**WHAT TO DO:**
Lift out each line of the data that holds "pole".

**SUPPLIED MATERIAL:**
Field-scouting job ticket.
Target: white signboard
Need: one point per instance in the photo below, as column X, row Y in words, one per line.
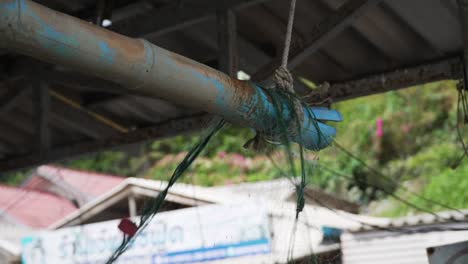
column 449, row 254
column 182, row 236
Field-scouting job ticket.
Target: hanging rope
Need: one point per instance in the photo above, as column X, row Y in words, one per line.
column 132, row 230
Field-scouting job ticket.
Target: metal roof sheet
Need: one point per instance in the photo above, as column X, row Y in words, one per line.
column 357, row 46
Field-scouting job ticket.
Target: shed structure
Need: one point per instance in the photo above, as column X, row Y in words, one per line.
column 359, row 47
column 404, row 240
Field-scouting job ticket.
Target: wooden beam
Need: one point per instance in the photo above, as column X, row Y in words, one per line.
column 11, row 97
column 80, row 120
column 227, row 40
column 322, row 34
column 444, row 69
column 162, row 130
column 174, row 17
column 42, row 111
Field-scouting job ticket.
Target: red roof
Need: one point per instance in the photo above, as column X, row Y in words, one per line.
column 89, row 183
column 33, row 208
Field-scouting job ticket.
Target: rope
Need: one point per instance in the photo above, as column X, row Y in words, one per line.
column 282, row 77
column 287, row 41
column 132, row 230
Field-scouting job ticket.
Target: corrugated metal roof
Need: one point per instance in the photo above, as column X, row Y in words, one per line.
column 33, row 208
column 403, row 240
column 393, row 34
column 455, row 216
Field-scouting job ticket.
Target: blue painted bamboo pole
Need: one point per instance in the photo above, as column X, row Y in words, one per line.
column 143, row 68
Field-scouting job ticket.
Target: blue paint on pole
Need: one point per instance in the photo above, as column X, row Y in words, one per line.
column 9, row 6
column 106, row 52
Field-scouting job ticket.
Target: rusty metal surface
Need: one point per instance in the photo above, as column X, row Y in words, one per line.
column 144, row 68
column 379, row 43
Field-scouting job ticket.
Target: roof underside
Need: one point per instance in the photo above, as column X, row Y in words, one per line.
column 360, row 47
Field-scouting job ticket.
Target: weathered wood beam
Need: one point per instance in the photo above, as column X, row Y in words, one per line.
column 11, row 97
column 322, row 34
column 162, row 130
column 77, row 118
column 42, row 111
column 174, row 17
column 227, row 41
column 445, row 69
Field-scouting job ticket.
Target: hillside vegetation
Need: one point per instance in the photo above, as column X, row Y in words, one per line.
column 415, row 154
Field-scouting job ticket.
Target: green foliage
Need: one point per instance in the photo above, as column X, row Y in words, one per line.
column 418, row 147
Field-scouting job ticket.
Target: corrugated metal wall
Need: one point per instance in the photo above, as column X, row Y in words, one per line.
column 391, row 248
* * *
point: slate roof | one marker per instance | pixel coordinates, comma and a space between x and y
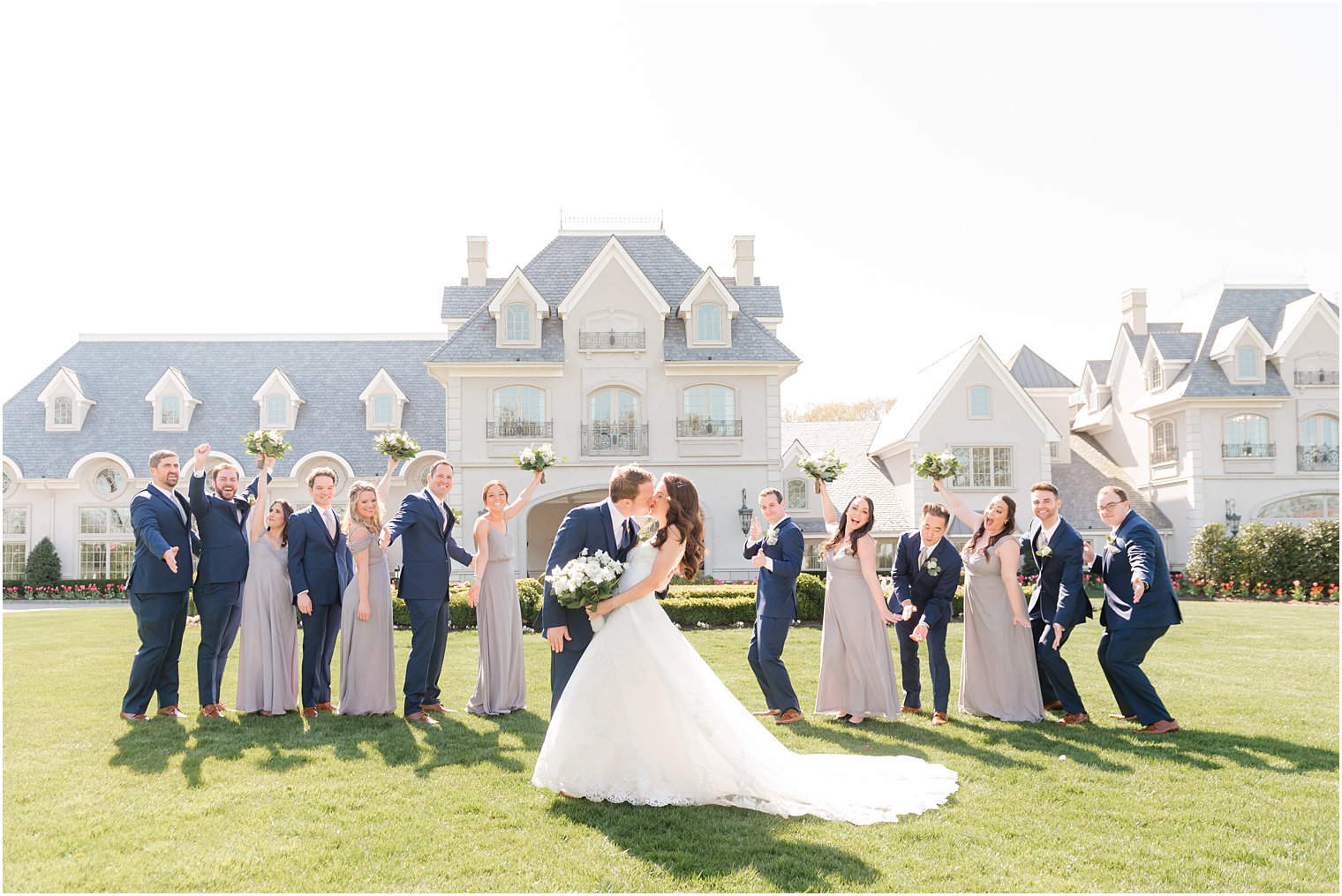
==
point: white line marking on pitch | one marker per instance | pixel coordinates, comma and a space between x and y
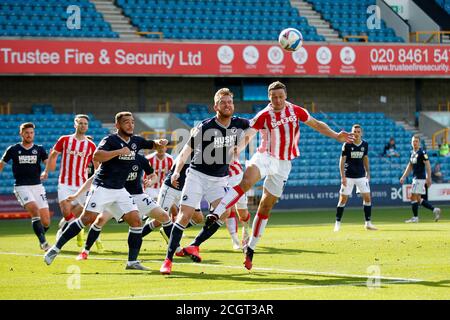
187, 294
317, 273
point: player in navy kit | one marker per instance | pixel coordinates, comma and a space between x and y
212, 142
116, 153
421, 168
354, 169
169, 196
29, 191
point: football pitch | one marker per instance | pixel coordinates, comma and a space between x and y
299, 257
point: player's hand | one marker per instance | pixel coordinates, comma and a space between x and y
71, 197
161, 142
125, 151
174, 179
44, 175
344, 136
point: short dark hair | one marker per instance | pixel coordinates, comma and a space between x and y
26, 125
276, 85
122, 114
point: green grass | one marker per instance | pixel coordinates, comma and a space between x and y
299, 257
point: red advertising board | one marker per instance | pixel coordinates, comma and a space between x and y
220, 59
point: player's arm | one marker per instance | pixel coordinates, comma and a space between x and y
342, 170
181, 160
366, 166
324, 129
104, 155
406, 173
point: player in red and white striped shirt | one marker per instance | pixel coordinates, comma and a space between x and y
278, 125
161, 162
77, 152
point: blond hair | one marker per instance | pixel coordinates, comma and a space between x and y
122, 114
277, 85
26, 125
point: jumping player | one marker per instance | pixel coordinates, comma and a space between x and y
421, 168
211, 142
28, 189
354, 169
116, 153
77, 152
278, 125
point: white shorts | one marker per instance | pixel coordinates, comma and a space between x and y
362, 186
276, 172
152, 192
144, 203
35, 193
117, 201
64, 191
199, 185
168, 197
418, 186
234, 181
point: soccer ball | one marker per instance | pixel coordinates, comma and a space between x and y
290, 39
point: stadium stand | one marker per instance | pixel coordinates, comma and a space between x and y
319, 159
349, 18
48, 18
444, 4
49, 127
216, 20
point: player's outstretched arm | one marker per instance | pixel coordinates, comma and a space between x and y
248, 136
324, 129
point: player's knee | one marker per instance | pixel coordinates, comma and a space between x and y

**TASK RESPONSE:**
Target: blue painted bamboo pole
Target: blue paint on pole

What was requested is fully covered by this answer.